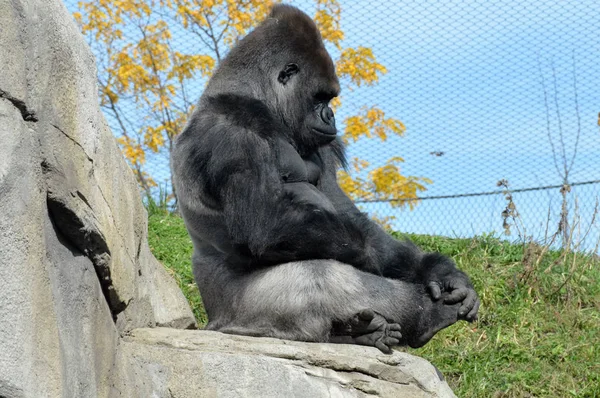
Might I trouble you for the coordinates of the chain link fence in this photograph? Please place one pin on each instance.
(488, 91)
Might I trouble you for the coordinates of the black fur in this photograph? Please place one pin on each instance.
(255, 172)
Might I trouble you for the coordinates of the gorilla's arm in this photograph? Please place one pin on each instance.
(268, 223)
(401, 260)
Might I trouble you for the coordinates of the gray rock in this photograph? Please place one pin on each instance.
⁂
What is needed:
Reproduce only the lines from the line containing "Might I trouble you for the coordinates of the black" to the last line of the material above, both of those lines included.

The output:
Might I trouble you for the coordinates of the black fur in this photograph? Please place one pin on each instance.
(255, 172)
Might I trouble you for the coordinates of the gorilla's arm in this photograph? Please place one pin on each instance.
(268, 223)
(401, 260)
Might I trouble you for the coordinates of the gray rock in this photograph? Please place one pin on each instance.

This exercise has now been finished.